··· ESTRATTO DEL DOCUMENTO ···
Leggo su Libertà del 26 agosto un intervento di Gianluca
Tortora sul tema dei recenti provvedimenti introdotti dal governo per
combattere l’evasione fiscale in Italia, molto più elevata rispetto ai
nostri partner europei e agli altri paesi industrializzati, tanto che una
sua riduzione anche solo del 50% produrrebbe introiti pari ad alcune manovre
finanziarie.
L’intervento di Tortora mi è parso un po’ ottimistico circa l’efficacia
risolutiva, sia pure parziale, di alcune misure introdotte dall’attuale
governo. E’ pur vero che ogni provvedimento preso per contrastare il
fenomeno risulta sulla giusta strada. “Meglio che niente”, si dovrebbe dire
nel nostro caso, più che “meglio tardi che mai”.
···
CONSEGNE DELL'ESERCIZIO
1. Ridimensiona le coordinate x e y in tutto ciò che va dalla riga dei record contenente "[mark] the street" fino all'ultima riga dei record, estremi compresi. Riscrivi ogni riga, anche quelle senza coordinate, moltiplicando ciascun valore per 1,25 e arrotondando all'intero, con le metà per eccesso.
2. Estendi il testo sull'evasione fiscale con un nuovo passaggio che parta subito dopo la sua ultima frase.
··· RIGHE MEMORIZZATE ···
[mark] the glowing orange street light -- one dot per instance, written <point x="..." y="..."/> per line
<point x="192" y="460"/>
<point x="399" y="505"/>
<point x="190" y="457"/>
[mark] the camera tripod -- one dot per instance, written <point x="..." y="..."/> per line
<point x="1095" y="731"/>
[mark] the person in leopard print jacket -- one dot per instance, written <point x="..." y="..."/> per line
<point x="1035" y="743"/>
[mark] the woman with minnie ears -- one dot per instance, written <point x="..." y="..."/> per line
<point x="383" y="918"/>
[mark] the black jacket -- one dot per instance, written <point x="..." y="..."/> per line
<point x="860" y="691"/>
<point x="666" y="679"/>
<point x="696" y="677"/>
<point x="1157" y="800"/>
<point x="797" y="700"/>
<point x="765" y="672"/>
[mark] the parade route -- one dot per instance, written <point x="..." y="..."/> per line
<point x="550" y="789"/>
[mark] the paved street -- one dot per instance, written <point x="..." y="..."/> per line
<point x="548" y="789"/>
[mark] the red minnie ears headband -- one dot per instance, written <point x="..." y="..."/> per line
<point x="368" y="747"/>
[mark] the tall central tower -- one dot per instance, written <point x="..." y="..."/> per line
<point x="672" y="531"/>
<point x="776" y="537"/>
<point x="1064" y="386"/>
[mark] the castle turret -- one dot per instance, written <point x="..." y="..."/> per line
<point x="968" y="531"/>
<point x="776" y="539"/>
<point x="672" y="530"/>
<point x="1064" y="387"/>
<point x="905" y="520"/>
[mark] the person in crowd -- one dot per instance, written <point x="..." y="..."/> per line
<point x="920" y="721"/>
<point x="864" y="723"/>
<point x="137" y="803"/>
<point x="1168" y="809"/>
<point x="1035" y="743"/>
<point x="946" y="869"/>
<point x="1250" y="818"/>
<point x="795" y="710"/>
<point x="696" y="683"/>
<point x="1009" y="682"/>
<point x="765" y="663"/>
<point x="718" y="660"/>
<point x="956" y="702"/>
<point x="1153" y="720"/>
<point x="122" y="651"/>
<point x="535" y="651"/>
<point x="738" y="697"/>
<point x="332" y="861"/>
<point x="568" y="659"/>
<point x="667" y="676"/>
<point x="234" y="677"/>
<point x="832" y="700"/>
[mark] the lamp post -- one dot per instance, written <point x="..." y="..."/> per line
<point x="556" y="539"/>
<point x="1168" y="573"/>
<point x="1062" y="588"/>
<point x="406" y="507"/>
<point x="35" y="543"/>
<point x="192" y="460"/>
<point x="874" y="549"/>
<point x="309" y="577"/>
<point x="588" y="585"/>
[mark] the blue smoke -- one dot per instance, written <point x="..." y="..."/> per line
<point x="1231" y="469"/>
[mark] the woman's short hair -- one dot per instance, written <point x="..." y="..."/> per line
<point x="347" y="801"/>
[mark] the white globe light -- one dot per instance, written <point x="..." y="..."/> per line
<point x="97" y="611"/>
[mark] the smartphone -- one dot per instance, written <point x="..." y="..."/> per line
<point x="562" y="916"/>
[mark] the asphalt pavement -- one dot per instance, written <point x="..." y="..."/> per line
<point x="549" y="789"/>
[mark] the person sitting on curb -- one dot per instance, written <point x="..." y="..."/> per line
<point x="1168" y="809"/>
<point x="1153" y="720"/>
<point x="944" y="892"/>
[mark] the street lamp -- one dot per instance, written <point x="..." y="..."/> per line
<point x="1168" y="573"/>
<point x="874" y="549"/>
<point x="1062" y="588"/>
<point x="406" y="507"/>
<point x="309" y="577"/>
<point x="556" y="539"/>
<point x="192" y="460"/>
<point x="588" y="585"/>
···
RISPOSTE PER CONSEGNA
1.
[mark] the street lamp -- one dot per instance, written <point x="..." y="..."/> per line
<point x="1460" y="716"/>
<point x="1093" y="686"/>
<point x="1328" y="735"/>
<point x="508" y="634"/>
<point x="386" y="721"/>
<point x="695" y="674"/>
<point x="240" y="575"/>
<point x="735" y="731"/>

2.
Ripristinare la tracciabilità degli assegni e dei pagamenti introdotta a suo
tempo dal governo Prodi, abolita dal governo Berlusconi con atto d’urgenza
subito dopo la vittoria elettorale è un atto che va (o meglio torna) sulla
direzione giusta, ma perché si è voluto raddoppiare la soglia a €5000? A me
sembra che tale soglia consenta sempre l’occultamento
della maggior parte dei pagamenti.
Introdurre l’aliquota “secca” del 20% sui redditi da locazione, a parte
l’iniqua perequazione dei redditi bassi a quelli più alti (la stessa
aliquota fiscale verrebbe applicata a chi possiede uno o due appartamenti e
a chi ne possiede venti o trenta) alla faccia del principio della
progressività delle imposte, non è detto che un’aliquota inferiore induca
gli attuali evasori a mettersi in regola. Meglio sarebbe consentire agli
inquilini di dedurre parte dell’affitto dalle proprie tasse e rendere quindi
a loro conveniente l’ufficializzazione del contratto..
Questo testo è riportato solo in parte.